— BEGIN PROVIDED ENTRIES —

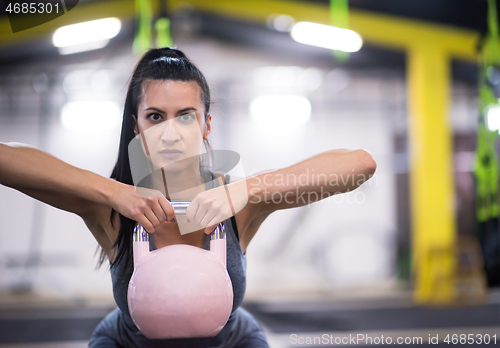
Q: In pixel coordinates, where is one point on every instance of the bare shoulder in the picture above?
(248, 219)
(104, 227)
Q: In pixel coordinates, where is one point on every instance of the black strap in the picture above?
(233, 220)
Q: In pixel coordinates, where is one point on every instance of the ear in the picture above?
(136, 127)
(208, 127)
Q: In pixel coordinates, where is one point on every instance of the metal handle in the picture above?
(180, 207)
(219, 232)
(140, 234)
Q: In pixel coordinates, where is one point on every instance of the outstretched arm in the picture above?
(311, 180)
(306, 182)
(82, 192)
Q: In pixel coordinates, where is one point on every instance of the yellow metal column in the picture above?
(431, 173)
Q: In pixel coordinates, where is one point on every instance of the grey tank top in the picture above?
(236, 266)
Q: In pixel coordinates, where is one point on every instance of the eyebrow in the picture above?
(152, 108)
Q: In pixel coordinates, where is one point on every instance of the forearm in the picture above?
(29, 168)
(324, 174)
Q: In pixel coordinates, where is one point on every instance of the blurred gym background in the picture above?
(413, 252)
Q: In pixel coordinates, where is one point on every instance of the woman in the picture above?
(167, 109)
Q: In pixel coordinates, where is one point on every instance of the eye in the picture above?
(155, 117)
(187, 118)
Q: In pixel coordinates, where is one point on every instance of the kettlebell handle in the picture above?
(140, 237)
(180, 208)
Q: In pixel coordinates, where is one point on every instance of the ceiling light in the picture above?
(86, 36)
(326, 36)
(283, 110)
(90, 115)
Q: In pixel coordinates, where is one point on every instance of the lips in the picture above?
(170, 153)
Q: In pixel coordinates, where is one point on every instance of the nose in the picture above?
(170, 134)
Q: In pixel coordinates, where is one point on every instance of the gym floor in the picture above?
(318, 323)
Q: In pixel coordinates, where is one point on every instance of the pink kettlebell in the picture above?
(180, 291)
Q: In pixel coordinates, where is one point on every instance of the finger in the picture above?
(206, 219)
(210, 229)
(216, 220)
(192, 209)
(201, 213)
(167, 209)
(148, 226)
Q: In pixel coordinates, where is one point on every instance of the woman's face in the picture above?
(171, 121)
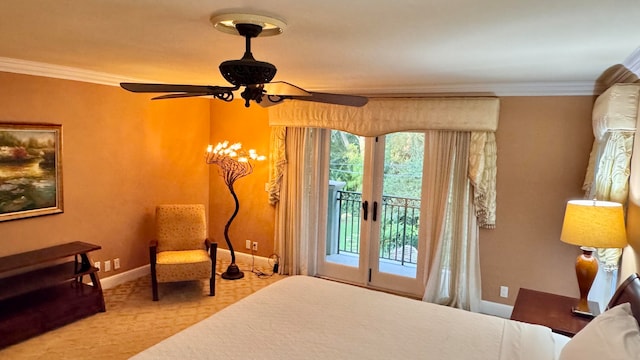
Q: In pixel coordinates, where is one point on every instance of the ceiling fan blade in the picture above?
(179, 95)
(152, 88)
(282, 88)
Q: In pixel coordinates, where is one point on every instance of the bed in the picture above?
(302, 317)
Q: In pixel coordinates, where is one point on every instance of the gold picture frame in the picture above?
(30, 170)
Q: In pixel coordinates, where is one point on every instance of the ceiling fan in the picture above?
(255, 76)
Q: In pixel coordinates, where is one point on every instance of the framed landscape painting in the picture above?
(30, 170)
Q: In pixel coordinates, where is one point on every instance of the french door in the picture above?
(373, 192)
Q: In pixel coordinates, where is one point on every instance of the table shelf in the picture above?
(39, 291)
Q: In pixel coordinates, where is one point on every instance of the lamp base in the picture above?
(232, 273)
(586, 270)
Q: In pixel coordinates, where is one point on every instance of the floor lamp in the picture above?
(233, 163)
(591, 224)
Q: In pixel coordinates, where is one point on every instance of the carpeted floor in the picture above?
(133, 322)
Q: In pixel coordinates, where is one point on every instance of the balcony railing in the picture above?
(398, 217)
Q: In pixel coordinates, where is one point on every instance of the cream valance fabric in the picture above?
(388, 115)
(616, 109)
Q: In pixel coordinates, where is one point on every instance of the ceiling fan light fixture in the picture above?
(245, 72)
(227, 23)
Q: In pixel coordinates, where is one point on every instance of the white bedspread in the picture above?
(303, 317)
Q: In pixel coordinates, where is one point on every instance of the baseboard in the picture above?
(495, 309)
(115, 280)
(246, 259)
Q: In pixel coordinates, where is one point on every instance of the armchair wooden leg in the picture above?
(154, 287)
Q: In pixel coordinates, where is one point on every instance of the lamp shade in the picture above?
(598, 224)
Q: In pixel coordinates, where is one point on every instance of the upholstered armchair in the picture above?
(181, 250)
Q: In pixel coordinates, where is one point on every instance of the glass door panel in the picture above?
(395, 244)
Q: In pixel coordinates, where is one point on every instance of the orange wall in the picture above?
(255, 219)
(122, 155)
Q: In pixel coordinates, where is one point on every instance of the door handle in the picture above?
(375, 211)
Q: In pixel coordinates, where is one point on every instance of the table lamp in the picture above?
(591, 224)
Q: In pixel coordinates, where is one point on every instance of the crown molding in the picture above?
(61, 72)
(496, 89)
(572, 88)
(632, 62)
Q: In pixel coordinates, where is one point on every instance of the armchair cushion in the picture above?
(180, 227)
(183, 265)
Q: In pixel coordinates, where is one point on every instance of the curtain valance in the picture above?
(616, 109)
(387, 115)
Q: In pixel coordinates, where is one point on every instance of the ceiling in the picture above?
(357, 46)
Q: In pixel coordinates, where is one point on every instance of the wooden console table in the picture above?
(551, 310)
(40, 290)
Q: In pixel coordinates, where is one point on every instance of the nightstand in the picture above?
(550, 310)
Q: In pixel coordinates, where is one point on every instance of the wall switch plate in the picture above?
(504, 291)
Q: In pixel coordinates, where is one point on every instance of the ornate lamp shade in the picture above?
(592, 224)
(598, 224)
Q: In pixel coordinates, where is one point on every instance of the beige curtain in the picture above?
(277, 162)
(293, 236)
(453, 270)
(609, 175)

— END PROVIDED ENTRIES —

WORK TO COMPLETE: Repeat all of the material above word for word, leaving out the pictures.

TASK RESPONSE:
Q: In pixel coordinates, where is one point on every instance of the bare shoulder in the picture above?
(248, 219)
(104, 227)
Q: In pixel coordinates, where is one point on every instance of the black strap in the picture above?
(233, 220)
Q: In pixel coordinates, where is one point on every instance of the ear in the picture above?
(136, 127)
(208, 127)
Q: In pixel coordinates, where is one point on every instance of the metal handle in the picture above?
(180, 207)
(219, 232)
(140, 234)
Q: In pixel coordinates, where is one point on every instance of the outstretched arm in the picture above?
(311, 180)
(306, 182)
(82, 192)
Q: In pixel coordinates, where is one point on every instance of the yellow metal column in the picture above?
(431, 173)
Q: In pixel coordinates, where is one point on every instance of the grey tank top in the picture above?
(236, 266)
Q: In pixel coordinates, where is one point on every instance of the eyebrow in the picture above?
(152, 108)
Q: In pixel coordinates, where is one point on every instance of the forearm in the picture above?
(29, 168)
(324, 174)
Q: In pixel coordinates, where is one point on every instance of the blurred gym background in the picture above?
(413, 252)
Q: In pixel coordinates, where is one point on every instance of the woman in the picture above?
(167, 109)
Q: In pixel coordinates, where is one point on every instance of the eye in the picture above?
(155, 117)
(187, 118)
Q: In pixel coordinates, where is one point on every instance of the kettlebell handle in the picture above?
(140, 237)
(180, 208)
Q: In pixel coordinates, where is one point on every instance of the ceiling light in the picture above?
(86, 36)
(326, 36)
(283, 110)
(90, 115)
Q: In pixel coordinates, where is one point on every instance of the lips in the picture above?
(170, 153)
Q: In pixel coordinates, where is one point on every instance of the nose in the picture above?
(170, 134)
Q: In pixel coordinates, where is one point on every instance of the gym floor in the picture above?
(318, 323)
Q: In pixel coordinates, where is one point on every instance of the pink kettlebell in the picture above?
(180, 291)
Q: In pixel coordinates, where is one point on every instance of the finger in the picture above?
(206, 219)
(210, 229)
(216, 220)
(192, 209)
(201, 213)
(167, 209)
(148, 226)
Q: In pixel coordinates, where is one point on every instance of the woman's face in the picture above?
(171, 121)
Q: In pixel coordinates, where is one point on every instance of the ceiling fan blade in the picture above?
(179, 95)
(152, 88)
(282, 88)
Q: In pixel coordinates, where is one point on every instance of the bed in the picture above?
(302, 317)
Q: In pixel coordinates, where is one point on every instance of the gold picture frame in the picture above?
(30, 170)
Q: In pixel coordinates, where is one point on every instance of the ceiling fan in the picture above?
(255, 76)
Q: In pixel coordinates, where is one point on every instance of the framed landscape painting in the picture above?
(30, 170)
Q: In pixel coordinates, where is one point on every instance of the french door in the picture above?
(373, 192)
Q: In pixel coordinates, where is one point on every instance of the table shelf in the picture above?
(39, 291)
Q: In pixel coordinates, where is one point on every instance of the lamp base in the picture above?
(232, 273)
(586, 270)
Q: In pixel coordinates, where is one point on every instance of the floor lamp in the picture above?
(233, 163)
(591, 224)
Q: In pixel coordinates, where is one point on every instance of the carpeted floor in the picture above?
(133, 322)
Q: In pixel coordinates, where is one point on every instance of the balcony railing in the picture above?
(398, 217)
Q: In pixel coordinates, where is one point on every instance of the cream valance fabric in the picture above?
(388, 115)
(616, 109)
Q: In pixel coordinates, where is one point on every instance of the ceiling fan light fixture in the picture above?
(245, 72)
(227, 23)
Q: In pixel coordinates, where is one point on every instance of the white bedspread in the picture above?
(303, 317)
Q: In pixel coordinates, where is one point on every instance of the baseboard in the picture above?
(495, 309)
(115, 280)
(246, 259)
Q: In pixel coordinates, where is one point on every instance of the armchair wooden leg in the picture above?
(154, 287)
Q: In pixel coordinates, where is one point on every instance of the lamp shade in the picture above?
(598, 224)
Q: In pixel coordinates, where is one point on every instance of the upholstered armchair in the picture above?
(181, 250)
Q: In pixel coordinates, where is one point on every instance of the glass door panel in the picture above?
(395, 244)
Q: In pixel coordinates, where is one point on every instance of the orange wall in the picture above?
(255, 219)
(122, 155)
Q: In pixel coordinates, where is one point on every instance of the door handle in the picture above?
(375, 211)
Q: In pixel coordinates, where is one point on every instance of the table lamp in the picture above?
(591, 224)
Q: In pixel coordinates, where is one point on every instance of the crown molding in the picture above?
(61, 72)
(496, 89)
(572, 88)
(632, 62)
Q: In pixel coordinates, where is one point on every instance of the armchair cushion in the picture above?
(180, 227)
(183, 265)
Q: In pixel coordinates, where is one point on every instance of the curtain valance in the picture above?
(616, 109)
(387, 115)
Q: In pixel coordinates, where is one point on every instance of the ceiling in the picture above?
(357, 46)
Q: In pixel coordinates, where is one point on every instance of the wooden console table in the picture above?
(551, 310)
(40, 290)
Q: In pixel coordinates, where is one point on every instance of the nightstand in the picture above?
(550, 310)
Q: In pixel coordinates, where is one point on every instance of the wall switch plate in the picture above?
(504, 291)
Q: In pixel coordinates, where is one point on every instance of the ornate lamp shade in the picture above?
(592, 224)
(598, 224)
Q: In pixel coordinates, where is one point on every instance of the beige curtain in the picture above?
(277, 162)
(293, 236)
(453, 270)
(609, 175)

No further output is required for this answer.